◆ PASSAGE GIVEN ◆
+ + +

I had my first boyfriend when I was with her. On more than one occasion, he emotionally coerced me into having sex with him. I loved him and wanted to look past this stuff, but eventually couldn’t. I left him and then he stalked me. The part about him stalking me that scared me most was that I was afraid it would be obvious to my neighbors that I was dating a man. At the time, I would rather have a clandestine stalker than be outed to the people I lived around.
That wasn’t my first experience with sexual coercion. In middle school, a female friend tried to force sex on me at a party. There was another couple in the same room with us. I sent mixed signals at first. I struggled with whether I would appear as not enough of a man if I turned down sex when offered. I liked her, but I felt like she only wanted to have sex with me to prove to our classmates what she always projected: that she wasn’t a lesbian. (I looked her up a couple years ago, and she was married to a woman.) I knew her for years when this happened, and it made me really sad for her that she seemed compelled to force sex on a man to stop being teased and bullied for being masculine. When I eventually said “no” and struggled to get away from her—and it took a lot—she ran off with my clothes. I had to go without clothes into the living room with dozens of classmates before I could leave.
In high school, my sister had an abusive boyfriend and an eating disorder. Now she intensively genders her children to the point where her son looks like he’s having an anxiety attack if his sisters or female cousins ask him to play with them.
Seeing my nephew reminds me of growing up and appearing like a boy and feeling very differently inside. My first sexual experiences were when I was eight, with a neighbor boy. I’ve never felt like the kind of boy I was socialized to be, and was always drawn to girl culture. I was way more into my sister’s Sassy magazines than she was.
To this day, I look very different from how I feel. I look like many other men, but I wonder what I would look like today if I saw acceptance of trans and queer people around me and in the media when I was growing up. I find women’s apparel appealing, and have felt so much joy at recently seeing so many proud, confident nonbinary people.
One of my girlfriends likes to dress me up in her clothes when we’re hanging out at her house. I really like it and sometimes resent myself for not being brave enough to wear them outside.

+ + +

◆ EXERCISE TASK 1 ◆
Quote the stretch of the account from "To this day, I" through "confident nonbinary people." word for word.
The account and the rows below it have no connection to each other.

+ + +

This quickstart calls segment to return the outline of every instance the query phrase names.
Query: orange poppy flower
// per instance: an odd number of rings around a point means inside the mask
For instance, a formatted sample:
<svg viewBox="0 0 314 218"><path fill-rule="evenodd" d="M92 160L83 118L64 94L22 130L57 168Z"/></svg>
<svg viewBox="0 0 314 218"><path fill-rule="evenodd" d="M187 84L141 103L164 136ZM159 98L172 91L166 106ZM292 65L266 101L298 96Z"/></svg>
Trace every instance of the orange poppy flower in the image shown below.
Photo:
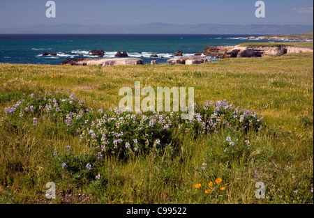
<svg viewBox="0 0 314 218"><path fill-rule="evenodd" d="M208 189L208 190L206 190L206 191L205 191L205 193L206 193L206 194L209 194L209 193L211 193L211 189Z"/></svg>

+ + +

◆ EXERCISE TASK 2 ◆
Print each row of the block above, from first to last, character for character, and leave out any pictures.

◆ WORKED ANSWER 1 ◆
To this day, I look very different from how I feel. I look like many other men, but I wonder what I would look like today if I saw acceptance of trans and queer people around me and in the media when I was growing up. I find women’s apparel appealing, and have felt so much joy at recently seeing so many proud, confident nonbinary people.

◆ WORKED ANSWER 2 ◆
This quickstart calls segment to return the outline of every instance the query phrase names.
Query: orange poppy flower
// per instance: an odd number of rings around a point means inside the mask
For instance, a formatted sample:
<svg viewBox="0 0 314 218"><path fill-rule="evenodd" d="M92 160L83 118L64 94L22 130L57 168Z"/></svg>
<svg viewBox="0 0 314 218"><path fill-rule="evenodd" d="M187 84L141 103L164 136ZM159 98L172 91L166 106ZM292 65L266 101L298 96Z"/></svg>
Trace every instance of the orange poppy flower in the image shown below.
Photo:
<svg viewBox="0 0 314 218"><path fill-rule="evenodd" d="M208 189L208 190L206 190L206 191L205 191L205 193L206 193L206 194L209 194L209 193L211 193L211 189Z"/></svg>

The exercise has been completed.